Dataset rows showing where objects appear
## Start

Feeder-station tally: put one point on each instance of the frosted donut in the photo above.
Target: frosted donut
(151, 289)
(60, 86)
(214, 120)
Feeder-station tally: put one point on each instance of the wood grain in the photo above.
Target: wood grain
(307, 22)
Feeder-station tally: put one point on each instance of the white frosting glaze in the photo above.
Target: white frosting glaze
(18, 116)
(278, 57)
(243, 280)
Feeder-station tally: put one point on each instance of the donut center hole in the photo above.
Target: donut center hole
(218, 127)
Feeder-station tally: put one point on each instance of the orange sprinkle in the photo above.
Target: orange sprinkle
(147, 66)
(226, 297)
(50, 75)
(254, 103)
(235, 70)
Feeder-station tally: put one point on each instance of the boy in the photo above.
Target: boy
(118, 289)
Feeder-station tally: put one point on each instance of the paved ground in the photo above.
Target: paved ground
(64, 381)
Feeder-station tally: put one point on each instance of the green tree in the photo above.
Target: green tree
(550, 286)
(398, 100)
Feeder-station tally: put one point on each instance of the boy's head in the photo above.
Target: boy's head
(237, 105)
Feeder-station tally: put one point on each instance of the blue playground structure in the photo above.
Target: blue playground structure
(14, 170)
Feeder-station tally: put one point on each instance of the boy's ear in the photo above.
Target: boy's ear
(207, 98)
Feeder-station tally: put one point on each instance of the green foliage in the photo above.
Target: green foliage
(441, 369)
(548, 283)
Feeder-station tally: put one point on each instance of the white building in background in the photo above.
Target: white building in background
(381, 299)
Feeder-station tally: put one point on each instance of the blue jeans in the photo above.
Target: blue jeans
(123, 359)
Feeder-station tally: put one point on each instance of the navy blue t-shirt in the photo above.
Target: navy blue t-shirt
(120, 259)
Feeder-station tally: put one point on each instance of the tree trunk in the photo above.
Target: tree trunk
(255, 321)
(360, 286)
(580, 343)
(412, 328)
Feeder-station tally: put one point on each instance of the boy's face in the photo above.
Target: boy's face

## End

▸ TASK BRIEF
Scale the entries above from the line with "ear in the photo above." up to and including the last line of the entries, and reproduce them in full with the requests included. Multiply every coordinate in the answers by 1.65 and round each result to a whole number, rounding halves up.

▸ CORRECT OUTPUT
Feeder-station tally: put one point on each instance of the boy's ear in the photo above.
Target: boy's ear
(342, 162)
Feeder-station tally: put one point on each instance of the green foliage in the photo above.
Target: green foliage
(728, 609)
(904, 467)
Feeder-station tally: put one point on each instance of the white building in background in the photo above.
Target: white building in background
(629, 493)
Feeder-station tally: put one point on each instance of the blue jeans in the photo above.
Target: blue jeans
(203, 592)
Feeder-station tally: put one point on each instance of the navy blue t-shirt in the photo above.
Target: navy blue t-shirt
(198, 427)
Feeder-station tally: put one point on each instance of the tree trunk in the photo above.
Target: tree trunk
(421, 530)
(594, 472)
(957, 566)
(680, 541)
Feeder-station tally: put one point on each instance of the boy's face in the photo above.
Target: boy's face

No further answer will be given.